(Task instructions)
1. In the Daily Item news briefs, what was Georgette Clemons doing while firefighters battled the blaze?
2. Carry on the Daily Item news briefs, starting right after their final sentence.

##### Excerpted text #####

The Daily Item, Sunbury, PA

June 1, 2009

Mid-Daily Items: Bride in wedding dress leaps into action


A Connecticut family has been saved from a house fire by a new bride who rushed inside through thick smoke while wearing her wedding gown.

Officials say Georgette Clemons had just left her wedding reception Sunday evening when she spotted smoke coming from a Bridgeport home.

Clemons got out of the car she was riding in and ran into the home. She says a woman was yelling about her animals and didn't want to leave, so she had to pull her out.

As firefighters arrived and battled the blaze after members of the Eitelberg family were rescued, Clemons was nearby folding her blackened wedding dress.

Clemons says she messed up her shoes, but says that's no big deal because everyone is safe.



- Pennsylvania state police near Erie are searching for vandals who covered a home in ketchup, mustard and toilet paper.

State police say the vandals struck sometime between 11 p.m. Saturday and about 8 a.m. Sunday on Old Route 99 in McKean Township.

Police say the condiments damaged the outside of the home.

Police haven't identified any suspects, nor given a possible motive for the vandalism.

##### Supplied information #####

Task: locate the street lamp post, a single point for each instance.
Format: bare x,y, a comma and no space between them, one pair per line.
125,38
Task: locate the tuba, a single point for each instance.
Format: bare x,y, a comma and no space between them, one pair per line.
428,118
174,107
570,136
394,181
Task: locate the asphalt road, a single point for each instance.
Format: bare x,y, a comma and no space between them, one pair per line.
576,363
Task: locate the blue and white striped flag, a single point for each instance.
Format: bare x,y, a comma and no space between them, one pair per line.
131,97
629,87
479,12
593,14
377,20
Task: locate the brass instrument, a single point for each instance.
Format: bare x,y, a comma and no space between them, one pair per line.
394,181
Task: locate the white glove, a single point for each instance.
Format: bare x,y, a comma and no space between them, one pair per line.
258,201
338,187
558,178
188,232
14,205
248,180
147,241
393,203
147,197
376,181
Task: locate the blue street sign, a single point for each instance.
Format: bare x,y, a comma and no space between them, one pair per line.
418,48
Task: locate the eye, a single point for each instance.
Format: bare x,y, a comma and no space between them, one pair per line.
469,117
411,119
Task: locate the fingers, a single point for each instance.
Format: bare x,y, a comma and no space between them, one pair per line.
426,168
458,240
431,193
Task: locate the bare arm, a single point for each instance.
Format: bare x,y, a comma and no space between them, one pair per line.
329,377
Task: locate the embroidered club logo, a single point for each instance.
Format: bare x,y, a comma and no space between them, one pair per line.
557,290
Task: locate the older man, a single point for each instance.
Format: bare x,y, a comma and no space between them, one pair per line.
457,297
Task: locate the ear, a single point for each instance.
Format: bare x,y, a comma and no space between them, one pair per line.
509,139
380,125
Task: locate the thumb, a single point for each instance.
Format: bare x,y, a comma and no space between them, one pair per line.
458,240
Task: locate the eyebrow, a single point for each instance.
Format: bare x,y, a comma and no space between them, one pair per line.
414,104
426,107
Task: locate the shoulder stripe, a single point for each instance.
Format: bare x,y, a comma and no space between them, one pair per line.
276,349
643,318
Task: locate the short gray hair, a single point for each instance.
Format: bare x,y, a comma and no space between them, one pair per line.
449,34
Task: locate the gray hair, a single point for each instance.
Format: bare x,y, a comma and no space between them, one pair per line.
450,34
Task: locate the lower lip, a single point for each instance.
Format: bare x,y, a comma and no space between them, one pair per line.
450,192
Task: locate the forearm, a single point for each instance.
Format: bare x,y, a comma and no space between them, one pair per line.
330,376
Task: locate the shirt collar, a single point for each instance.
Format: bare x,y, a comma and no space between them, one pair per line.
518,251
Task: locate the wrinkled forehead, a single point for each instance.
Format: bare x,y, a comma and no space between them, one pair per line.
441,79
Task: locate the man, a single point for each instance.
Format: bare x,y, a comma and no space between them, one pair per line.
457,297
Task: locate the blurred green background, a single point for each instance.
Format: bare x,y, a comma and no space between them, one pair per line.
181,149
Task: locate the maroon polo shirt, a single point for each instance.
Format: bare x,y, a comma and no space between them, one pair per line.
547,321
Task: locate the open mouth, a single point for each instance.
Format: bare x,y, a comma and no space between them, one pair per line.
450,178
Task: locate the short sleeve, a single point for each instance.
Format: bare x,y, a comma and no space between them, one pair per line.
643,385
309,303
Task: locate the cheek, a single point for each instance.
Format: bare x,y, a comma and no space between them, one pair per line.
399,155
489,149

#####

(Expected results)
1. She was nearby, folding her blackened wedding dress.

2.
- It was eggs – rather than ketchup and mustard – that protesters used to make a mess of the Czech Republic's European election campaign.

It all started two weeks ago when Lukas Botka, a 26-year-old activist, shelled Jiri Paroubek, chairman of the left-wing Social Democrats, at a rally in the town of Kolin.

More than 43,000 people then joined a Facebook campaign titled "Eggs for Paroubek in every town!"

Paroubek urged police to guard his party's events in anticipation of further problems. But officers couldn't stop dozens of eggs from hitting Paroubek and other politicians as they attempted to give speeches in Prague on Wednesday.

Sixteen people were briefly detained and no more eggings have been reported. Still, the egg-throwers succeeded in shifting the country's pre-election focus away from issues such as the economic crisis.



- And finally, singer Susan Boyle was being treated for exhaustion at a mental health clinic Monday after taking second place in a TV talent competition that turned the humble church volunteer into a global star, the show's producers and a newspaper said.

Boyle was admitted to London's Priory Clinic on Sunday, a day after she finished behind a male dance group on the show "Britain's Got Talent," the Sun newspaper reported.

"Nobody has had to put up with the kind of attention Susan has had. Nobody could have predicted it," one of the show's judges, Piers Morgan, told breakfast TV show GMTV. "It has been crazy, she has gone from anonymity to being the most downloaded woman in history."

Boyle was favored to win the show's finals — watched by more than 19 million people — after a clip from her first appearance became the fifth most-watched in YouTube history, viewed more than 220 million times.